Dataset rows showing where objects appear
------------------------------------------------
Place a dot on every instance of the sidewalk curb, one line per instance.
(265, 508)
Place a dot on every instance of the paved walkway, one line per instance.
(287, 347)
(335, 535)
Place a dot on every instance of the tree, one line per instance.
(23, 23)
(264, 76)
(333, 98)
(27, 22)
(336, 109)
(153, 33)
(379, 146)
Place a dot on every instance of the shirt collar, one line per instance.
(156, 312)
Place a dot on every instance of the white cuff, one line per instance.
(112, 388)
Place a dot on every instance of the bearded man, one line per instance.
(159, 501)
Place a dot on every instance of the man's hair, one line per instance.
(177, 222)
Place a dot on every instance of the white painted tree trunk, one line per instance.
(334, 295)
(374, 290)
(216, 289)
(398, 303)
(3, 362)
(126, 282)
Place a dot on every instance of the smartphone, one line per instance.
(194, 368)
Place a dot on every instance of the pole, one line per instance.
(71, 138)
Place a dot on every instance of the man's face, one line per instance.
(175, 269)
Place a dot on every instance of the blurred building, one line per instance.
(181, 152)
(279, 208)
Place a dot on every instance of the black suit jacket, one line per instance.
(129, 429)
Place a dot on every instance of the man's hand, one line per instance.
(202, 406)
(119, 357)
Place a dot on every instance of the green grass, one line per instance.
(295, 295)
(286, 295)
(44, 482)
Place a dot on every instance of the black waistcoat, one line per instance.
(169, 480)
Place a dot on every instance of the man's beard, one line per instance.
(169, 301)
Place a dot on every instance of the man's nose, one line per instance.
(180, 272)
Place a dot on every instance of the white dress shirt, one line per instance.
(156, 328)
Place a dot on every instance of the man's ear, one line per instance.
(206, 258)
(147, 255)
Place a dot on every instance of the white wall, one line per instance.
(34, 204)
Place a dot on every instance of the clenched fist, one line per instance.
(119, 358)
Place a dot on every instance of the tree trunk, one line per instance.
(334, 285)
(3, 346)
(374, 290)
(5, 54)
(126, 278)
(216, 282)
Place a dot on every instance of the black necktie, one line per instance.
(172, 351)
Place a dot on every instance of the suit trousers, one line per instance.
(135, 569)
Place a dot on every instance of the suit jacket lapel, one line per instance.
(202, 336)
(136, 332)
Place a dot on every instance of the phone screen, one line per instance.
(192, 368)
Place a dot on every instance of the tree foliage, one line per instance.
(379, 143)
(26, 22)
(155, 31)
------------------------------------------------
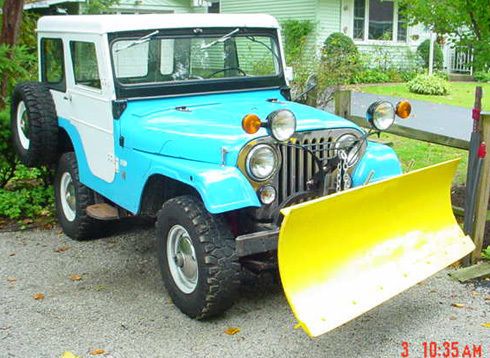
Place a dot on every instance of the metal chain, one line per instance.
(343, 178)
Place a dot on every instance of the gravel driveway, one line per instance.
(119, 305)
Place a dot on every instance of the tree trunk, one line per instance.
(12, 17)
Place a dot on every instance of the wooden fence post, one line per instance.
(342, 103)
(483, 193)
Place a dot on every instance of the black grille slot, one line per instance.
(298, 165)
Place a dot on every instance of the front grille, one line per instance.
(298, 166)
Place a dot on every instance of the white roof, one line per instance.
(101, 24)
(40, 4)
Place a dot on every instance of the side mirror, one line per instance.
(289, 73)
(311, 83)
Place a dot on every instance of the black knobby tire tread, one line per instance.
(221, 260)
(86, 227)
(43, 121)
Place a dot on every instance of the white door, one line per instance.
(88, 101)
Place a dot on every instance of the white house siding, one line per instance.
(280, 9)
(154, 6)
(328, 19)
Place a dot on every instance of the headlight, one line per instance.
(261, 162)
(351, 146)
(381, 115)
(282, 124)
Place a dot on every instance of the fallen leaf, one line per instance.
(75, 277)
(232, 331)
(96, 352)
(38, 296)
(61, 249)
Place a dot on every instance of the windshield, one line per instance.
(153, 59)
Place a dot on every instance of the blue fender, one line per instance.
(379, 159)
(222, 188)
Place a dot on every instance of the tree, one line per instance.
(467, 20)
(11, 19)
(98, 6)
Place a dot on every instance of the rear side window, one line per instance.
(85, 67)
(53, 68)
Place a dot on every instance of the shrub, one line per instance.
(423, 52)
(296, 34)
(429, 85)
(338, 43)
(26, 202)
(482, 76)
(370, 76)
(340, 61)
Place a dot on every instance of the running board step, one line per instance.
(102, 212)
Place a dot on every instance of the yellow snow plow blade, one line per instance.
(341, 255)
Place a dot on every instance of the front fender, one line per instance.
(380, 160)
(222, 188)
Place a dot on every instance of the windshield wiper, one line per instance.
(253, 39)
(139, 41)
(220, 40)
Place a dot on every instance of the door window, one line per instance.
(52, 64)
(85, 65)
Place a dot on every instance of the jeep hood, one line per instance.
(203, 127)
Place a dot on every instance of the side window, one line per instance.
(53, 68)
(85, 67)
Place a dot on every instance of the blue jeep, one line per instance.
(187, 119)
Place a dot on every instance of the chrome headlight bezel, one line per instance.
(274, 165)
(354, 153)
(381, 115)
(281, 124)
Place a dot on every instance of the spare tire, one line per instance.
------------------------------------------------
SHORT PROBLEM
Write out the data from the line containing "Place a dot on every instance of the door" through the line containing "Place a dot on every instance of the spare", both included, without changing anything.

ANSWER
Place a dot on every instance of the door window, one line per instance.
(52, 64)
(85, 65)
Place a dot on every instance of the jeep hood, one line per instance.
(203, 127)
Place a dot on every instance of the side window, one line per instance.
(53, 68)
(85, 67)
Place a dot on every instance of the blue jeep, one line per instance.
(187, 119)
Place a dot on every instance of the chrome headlight bezel, one line per instance.
(274, 165)
(354, 153)
(381, 115)
(281, 124)
Place a dot on every instance of the spare tire, one line per instance.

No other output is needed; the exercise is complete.